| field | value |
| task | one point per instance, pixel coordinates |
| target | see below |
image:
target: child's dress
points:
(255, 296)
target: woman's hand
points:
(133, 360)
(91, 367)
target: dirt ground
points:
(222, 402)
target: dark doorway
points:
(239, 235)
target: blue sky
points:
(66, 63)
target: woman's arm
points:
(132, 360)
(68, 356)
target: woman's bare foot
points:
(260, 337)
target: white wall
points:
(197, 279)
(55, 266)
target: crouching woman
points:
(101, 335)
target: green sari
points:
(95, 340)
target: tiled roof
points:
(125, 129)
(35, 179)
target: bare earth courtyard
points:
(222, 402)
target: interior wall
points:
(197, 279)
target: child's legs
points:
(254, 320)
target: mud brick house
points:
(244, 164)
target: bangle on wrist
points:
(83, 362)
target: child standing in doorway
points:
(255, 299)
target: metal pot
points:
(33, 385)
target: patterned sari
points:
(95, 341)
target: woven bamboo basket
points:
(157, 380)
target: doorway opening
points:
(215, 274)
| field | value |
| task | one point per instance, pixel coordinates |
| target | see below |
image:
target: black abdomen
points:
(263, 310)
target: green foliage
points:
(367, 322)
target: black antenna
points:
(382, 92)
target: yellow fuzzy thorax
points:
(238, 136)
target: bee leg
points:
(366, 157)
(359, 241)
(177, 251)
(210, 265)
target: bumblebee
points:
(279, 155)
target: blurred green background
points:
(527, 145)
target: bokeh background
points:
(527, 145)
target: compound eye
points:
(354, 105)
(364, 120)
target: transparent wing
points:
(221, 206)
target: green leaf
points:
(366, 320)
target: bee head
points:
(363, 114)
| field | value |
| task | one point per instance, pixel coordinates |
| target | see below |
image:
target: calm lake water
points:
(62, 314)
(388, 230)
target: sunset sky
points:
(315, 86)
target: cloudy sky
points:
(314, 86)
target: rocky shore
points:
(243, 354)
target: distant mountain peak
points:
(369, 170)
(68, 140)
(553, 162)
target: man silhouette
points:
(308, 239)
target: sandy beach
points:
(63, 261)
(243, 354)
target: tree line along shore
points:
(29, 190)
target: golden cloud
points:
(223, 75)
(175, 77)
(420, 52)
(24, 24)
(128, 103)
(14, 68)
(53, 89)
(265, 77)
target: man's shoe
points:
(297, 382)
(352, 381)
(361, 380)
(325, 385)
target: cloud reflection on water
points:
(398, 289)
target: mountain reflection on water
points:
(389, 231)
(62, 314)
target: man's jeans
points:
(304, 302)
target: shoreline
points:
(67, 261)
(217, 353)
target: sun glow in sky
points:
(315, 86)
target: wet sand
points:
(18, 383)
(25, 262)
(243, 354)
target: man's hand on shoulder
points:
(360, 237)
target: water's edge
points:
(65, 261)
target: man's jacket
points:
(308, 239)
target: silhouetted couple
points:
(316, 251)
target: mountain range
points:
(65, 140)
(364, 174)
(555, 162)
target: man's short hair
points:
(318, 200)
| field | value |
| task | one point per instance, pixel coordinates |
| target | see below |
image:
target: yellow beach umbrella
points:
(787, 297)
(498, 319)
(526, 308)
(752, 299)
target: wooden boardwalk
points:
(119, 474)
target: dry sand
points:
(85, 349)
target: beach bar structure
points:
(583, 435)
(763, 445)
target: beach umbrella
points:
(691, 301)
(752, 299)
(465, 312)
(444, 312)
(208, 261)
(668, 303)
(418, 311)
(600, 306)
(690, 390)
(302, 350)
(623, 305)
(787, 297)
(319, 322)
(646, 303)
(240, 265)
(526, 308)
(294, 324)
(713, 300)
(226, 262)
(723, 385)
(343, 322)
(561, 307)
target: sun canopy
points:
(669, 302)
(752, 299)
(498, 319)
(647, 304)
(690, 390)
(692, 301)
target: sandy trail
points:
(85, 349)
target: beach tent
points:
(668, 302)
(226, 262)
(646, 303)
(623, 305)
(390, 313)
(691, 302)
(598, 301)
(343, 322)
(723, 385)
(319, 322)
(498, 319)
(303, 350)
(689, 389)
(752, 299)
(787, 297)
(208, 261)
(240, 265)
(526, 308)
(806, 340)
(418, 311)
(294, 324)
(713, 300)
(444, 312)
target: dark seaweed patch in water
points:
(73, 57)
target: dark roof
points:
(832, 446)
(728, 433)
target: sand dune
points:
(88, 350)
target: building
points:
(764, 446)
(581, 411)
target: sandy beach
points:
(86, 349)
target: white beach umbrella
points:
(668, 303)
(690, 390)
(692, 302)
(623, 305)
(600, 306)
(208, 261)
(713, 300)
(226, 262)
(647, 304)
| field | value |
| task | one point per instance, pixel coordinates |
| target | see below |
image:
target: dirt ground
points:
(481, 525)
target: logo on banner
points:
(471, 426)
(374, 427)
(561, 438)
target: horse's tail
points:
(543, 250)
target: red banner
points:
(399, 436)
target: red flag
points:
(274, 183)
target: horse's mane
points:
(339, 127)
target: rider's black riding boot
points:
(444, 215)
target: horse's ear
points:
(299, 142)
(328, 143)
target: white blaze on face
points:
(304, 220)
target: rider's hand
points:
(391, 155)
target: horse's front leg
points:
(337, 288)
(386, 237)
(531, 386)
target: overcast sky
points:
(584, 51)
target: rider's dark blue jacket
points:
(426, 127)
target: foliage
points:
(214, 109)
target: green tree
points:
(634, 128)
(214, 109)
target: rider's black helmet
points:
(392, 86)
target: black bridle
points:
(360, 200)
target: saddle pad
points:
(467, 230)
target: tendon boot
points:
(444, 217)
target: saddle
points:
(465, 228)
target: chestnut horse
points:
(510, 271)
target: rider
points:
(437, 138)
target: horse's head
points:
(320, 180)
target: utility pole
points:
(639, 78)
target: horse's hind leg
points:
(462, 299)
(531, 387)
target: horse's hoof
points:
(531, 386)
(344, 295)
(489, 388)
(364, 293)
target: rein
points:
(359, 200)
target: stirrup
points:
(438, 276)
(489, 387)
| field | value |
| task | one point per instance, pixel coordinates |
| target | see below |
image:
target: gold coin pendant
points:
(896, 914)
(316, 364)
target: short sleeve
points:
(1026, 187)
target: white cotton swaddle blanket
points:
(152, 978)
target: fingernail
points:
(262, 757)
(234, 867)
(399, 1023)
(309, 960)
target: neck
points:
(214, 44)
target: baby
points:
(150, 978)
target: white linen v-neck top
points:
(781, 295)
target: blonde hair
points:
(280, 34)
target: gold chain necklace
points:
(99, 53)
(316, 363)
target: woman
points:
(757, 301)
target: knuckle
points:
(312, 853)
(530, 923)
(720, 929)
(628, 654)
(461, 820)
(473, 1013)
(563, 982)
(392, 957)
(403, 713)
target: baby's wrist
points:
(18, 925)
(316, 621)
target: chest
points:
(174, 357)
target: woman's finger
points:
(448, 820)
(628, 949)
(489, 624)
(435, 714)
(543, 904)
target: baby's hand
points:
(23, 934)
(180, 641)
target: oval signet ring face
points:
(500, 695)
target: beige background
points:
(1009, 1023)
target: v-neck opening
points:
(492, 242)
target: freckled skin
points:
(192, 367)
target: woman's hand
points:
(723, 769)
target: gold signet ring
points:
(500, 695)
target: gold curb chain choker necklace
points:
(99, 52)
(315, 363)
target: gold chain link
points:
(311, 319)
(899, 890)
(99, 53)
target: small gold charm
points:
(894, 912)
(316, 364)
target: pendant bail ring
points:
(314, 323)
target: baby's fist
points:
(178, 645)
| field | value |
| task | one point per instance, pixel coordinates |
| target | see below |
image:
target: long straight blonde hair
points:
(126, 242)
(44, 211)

§ **What is being asked**: All of the data needs to be reproduced exactly, with no line missing.

§ **Answer to this exercise**:
| field | value |
| task | one point per instance, pixel coordinates |
| target | see below |
image:
target: child's dress
points:
(255, 296)
target: woman's hand
points:
(133, 360)
(91, 367)
target: dirt ground
points:
(222, 402)
target: dark doorway
points:
(239, 235)
target: blue sky
points:
(66, 63)
target: woman's arm
points:
(132, 360)
(68, 356)
target: woman's bare foot
points:
(260, 337)
target: white wall
points:
(197, 279)
(55, 266)
target: crouching woman
points:
(101, 335)
target: green sari
points:
(95, 340)
target: tiled roof
points:
(125, 129)
(35, 179)
target: bare earth courtyard
points:
(222, 402)
target: interior wall
points:
(197, 279)
target: child's legs
points:
(254, 320)
target: mud brick house
points:
(244, 164)
target: bangle on wrist
points:
(83, 362)
target: child standing in doorway
points:
(255, 299)
target: metal pot
points:
(33, 385)
target: patterned sari
points:
(95, 341)
target: woven bamboo basket
points:
(157, 380)
target: doorway opening
points:
(215, 274)
| field | value |
| task | one point per instance, pixel coordinates |
| target | see below |
image:
target: black abdomen
points:
(263, 310)
target: green foliage
points:
(367, 322)
target: black antenna
points:
(382, 92)
target: yellow fuzzy thorax
points:
(238, 136)
target: bee leg
points:
(366, 157)
(359, 241)
(177, 251)
(210, 265)
target: bumblebee
points:
(279, 155)
target: blurred green background
points:
(527, 145)
target: bokeh background
points:
(527, 145)
target: compound eye
points:
(354, 105)
(364, 120)
target: transparent wing
points:
(221, 206)
target: green leaf
points:
(366, 320)
target: bee head
points:
(363, 114)
| field | value |
| task | one point per instance, pixel coordinates |
| target | see below |
image:
target: calm lake water
points:
(62, 314)
(388, 230)
target: sunset sky
points:
(315, 86)
target: cloudy sky
points:
(314, 86)
target: rocky shore
points:
(243, 354)
target: distant mountain peak
points:
(369, 170)
(68, 140)
(553, 162)
target: man silhouette
points:
(308, 239)
target: sandy beach
points:
(63, 261)
(243, 354)
target: tree line along shore
points:
(29, 190)
target: golden cloud
points:
(223, 75)
(175, 77)
(420, 52)
(24, 24)
(128, 103)
(14, 68)
(53, 89)
(265, 77)
target: man's shoe
points:
(297, 382)
(352, 381)
(361, 380)
(325, 385)
target: cloud reflection on water
points:
(398, 289)
target: mountain reflection on water
points:
(389, 231)
(62, 314)
target: man's jeans
points:
(304, 302)
target: shoreline
points:
(67, 261)
(217, 353)
target: sun glow in sky
points:
(315, 86)
target: wet sand
points:
(18, 383)
(25, 262)
(243, 354)
target: man's hand on shoulder
points:
(360, 237)
target: water's edge
points:
(65, 261)
target: man's jacket
points:
(308, 239)
target: silhouetted couple
points:
(316, 251)
target: mountain range
points:
(65, 140)
(364, 174)
(555, 162)
target: man's short hair
points:
(318, 200)
| field | value |
| task | one point per instance, pixel coordinates |
| target | see below |
image:
target: yellow beach umbrella
points:
(787, 297)
(498, 319)
(526, 308)
(752, 299)
target: wooden boardwalk
points:
(119, 474)
target: dry sand
points:
(85, 349)
target: beach bar structure
points:
(583, 435)
(763, 445)
target: beach umbrella
points:
(691, 301)
(752, 299)
(465, 312)
(444, 312)
(208, 261)
(668, 303)
(418, 311)
(600, 306)
(690, 390)
(302, 350)
(623, 305)
(787, 297)
(319, 322)
(646, 303)
(240, 265)
(526, 308)
(294, 324)
(713, 300)
(226, 262)
(723, 385)
(343, 322)
(561, 307)
target: sun canopy
points:
(669, 302)
(752, 299)
(498, 319)
(647, 304)
(690, 390)
(692, 301)
target: sandy trail
points:
(85, 349)
target: beach tent
points:
(668, 302)
(226, 262)
(646, 303)
(623, 305)
(390, 313)
(691, 302)
(598, 301)
(343, 322)
(723, 385)
(319, 322)
(498, 319)
(303, 350)
(689, 389)
(752, 299)
(787, 297)
(208, 261)
(240, 265)
(526, 308)
(806, 340)
(418, 311)
(294, 324)
(713, 300)
(444, 312)
target: dark seaweed patch in water
points:
(73, 57)
target: dark roof
points:
(832, 446)
(728, 433)
target: sand dune
points:
(88, 350)
target: building
points:
(764, 446)
(581, 411)
target: sandy beach
points:
(86, 349)
target: white beach umbrella
points:
(668, 303)
(690, 390)
(692, 302)
(623, 305)
(600, 306)
(208, 261)
(713, 300)
(226, 262)
(647, 304)
| field | value |
| task | one point per instance, pixel coordinates |
| target | see below |
image:
target: dirt ground
points:
(481, 525)
target: logo on banner
points:
(471, 426)
(374, 427)
(561, 438)
target: horse's tail
points:
(543, 250)
target: red banner
points:
(399, 436)
target: red flag
points:
(274, 183)
target: horse's mane
points:
(339, 127)
target: rider's black riding boot
points:
(444, 215)
target: horse's ear
points:
(299, 142)
(328, 143)
target: white blaze on face
points:
(304, 220)
target: rider's hand
points:
(391, 155)
target: horse's front leg
points:
(337, 288)
(386, 237)
(531, 386)
target: overcast sky
points:
(584, 51)
target: rider's dark blue jacket
points:
(426, 127)
target: foliage
points:
(214, 109)
target: green tree
points:
(634, 128)
(214, 109)
target: rider's black helmet
points:
(392, 86)
target: black bridle
points:
(360, 200)
target: saddle pad
points:
(467, 230)
target: tendon boot
points:
(444, 217)
target: saddle
points:
(465, 228)
target: chestnut horse
points:
(510, 271)
target: rider
points:
(437, 138)
target: horse's head
points:
(320, 180)
target: utility pole
points:
(639, 78)
target: horse's hind leg
points:
(462, 299)
(531, 387)
target: horse's hoof
points:
(531, 386)
(344, 295)
(489, 388)
(364, 293)
target: rein
points:
(359, 200)
target: stirrup
points:
(438, 276)
(489, 387)
| field | value |
| task | one point per instance, pixel coordinates |
| target | see below |
image:
target: gold coin pendant
points:
(896, 914)
(316, 364)
target: short sleeve
points:
(1026, 187)
target: white cotton swaddle blanket
points:
(152, 978)
target: fingernail
points:
(262, 757)
(234, 867)
(399, 1023)
(309, 960)
target: neck
points:
(214, 44)
target: baby
points:
(150, 978)
target: white linen v-neck top
points:
(781, 295)
target: blonde hair
points:
(280, 34)
target: gold chain necklace
points:
(99, 53)
(316, 363)
target: woman
points:
(757, 301)
target: knuckle
points:
(312, 853)
(530, 923)
(720, 929)
(628, 654)
(461, 820)
(473, 1013)
(563, 982)
(392, 957)
(403, 713)
target: baby's wrist
points:
(18, 925)
(316, 621)
target: chest
points:
(174, 357)
target: woman's finger
points:
(448, 820)
(628, 949)
(489, 624)
(435, 714)
(543, 904)
target: baby's hand
points:
(23, 934)
(180, 641)
target: oval signet ring face
points:
(500, 695)
target: beige background
points:
(1009, 1023)
target: v-neck opening
points:
(492, 242)
target: freckled skin
points:
(192, 367)
target: woman's hand
points:
(723, 769)
target: gold signet ring
points:
(500, 695)
target: gold curb chain choker necklace
points:
(99, 52)
(315, 363)
target: gold chain link
points:
(311, 319)
(899, 890)
(99, 53)
target: small gold charm
points:
(894, 912)
(316, 364)
target: pendant bail ring
points:
(314, 323)
target: baby's fist
points:
(178, 645)
| field | value |
| task | one point per instance, pixel coordinates |
| target | see below |
image:
target: long straight blonde hair
points:
(126, 242)
(44, 211)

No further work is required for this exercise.